> ASSIGNMENT
For the records below, report how many lines include "segment", with no accompanying text.

> RECORDED DATA
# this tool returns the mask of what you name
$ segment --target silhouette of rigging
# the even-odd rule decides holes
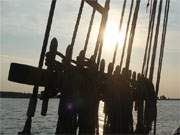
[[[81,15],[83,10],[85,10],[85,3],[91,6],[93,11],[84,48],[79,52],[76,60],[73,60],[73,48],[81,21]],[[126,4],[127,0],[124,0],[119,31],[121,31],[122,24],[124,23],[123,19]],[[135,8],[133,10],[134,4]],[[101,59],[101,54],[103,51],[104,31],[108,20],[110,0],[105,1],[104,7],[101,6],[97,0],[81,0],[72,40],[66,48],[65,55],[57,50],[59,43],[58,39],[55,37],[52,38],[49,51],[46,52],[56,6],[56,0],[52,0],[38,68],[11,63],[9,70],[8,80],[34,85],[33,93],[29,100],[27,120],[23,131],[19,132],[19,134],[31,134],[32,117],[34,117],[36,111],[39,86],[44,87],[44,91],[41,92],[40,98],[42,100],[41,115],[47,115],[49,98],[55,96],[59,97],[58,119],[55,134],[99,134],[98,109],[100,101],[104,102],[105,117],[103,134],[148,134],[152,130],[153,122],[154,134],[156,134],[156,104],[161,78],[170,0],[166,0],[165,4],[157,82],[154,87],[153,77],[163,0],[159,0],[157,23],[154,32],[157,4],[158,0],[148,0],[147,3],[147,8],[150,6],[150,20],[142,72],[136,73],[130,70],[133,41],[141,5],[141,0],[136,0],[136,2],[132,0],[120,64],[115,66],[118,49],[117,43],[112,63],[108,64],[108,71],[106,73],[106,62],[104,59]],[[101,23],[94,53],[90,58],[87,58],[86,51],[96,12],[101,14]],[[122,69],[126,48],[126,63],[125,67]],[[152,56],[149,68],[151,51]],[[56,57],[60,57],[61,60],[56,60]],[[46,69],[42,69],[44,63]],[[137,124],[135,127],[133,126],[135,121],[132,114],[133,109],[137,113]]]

==

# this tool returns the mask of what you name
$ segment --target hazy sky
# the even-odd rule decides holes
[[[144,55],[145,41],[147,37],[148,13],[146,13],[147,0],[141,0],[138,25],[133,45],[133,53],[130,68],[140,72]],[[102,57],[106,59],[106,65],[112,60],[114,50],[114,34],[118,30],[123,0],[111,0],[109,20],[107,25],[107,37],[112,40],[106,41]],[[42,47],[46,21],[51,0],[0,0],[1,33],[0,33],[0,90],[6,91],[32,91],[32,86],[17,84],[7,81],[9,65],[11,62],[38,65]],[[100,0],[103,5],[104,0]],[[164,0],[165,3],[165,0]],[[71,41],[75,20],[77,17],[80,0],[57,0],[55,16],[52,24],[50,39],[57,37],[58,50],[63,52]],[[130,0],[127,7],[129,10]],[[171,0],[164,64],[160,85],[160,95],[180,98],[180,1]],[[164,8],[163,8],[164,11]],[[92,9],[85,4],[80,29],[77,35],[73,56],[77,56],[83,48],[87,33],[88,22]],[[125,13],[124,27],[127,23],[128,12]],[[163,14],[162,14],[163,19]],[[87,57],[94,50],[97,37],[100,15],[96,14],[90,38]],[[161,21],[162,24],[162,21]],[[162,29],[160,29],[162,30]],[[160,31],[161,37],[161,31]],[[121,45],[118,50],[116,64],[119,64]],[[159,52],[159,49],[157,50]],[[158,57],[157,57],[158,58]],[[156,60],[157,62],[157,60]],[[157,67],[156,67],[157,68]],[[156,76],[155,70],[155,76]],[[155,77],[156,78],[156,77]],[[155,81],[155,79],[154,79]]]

> SOLVED PROBLEM
2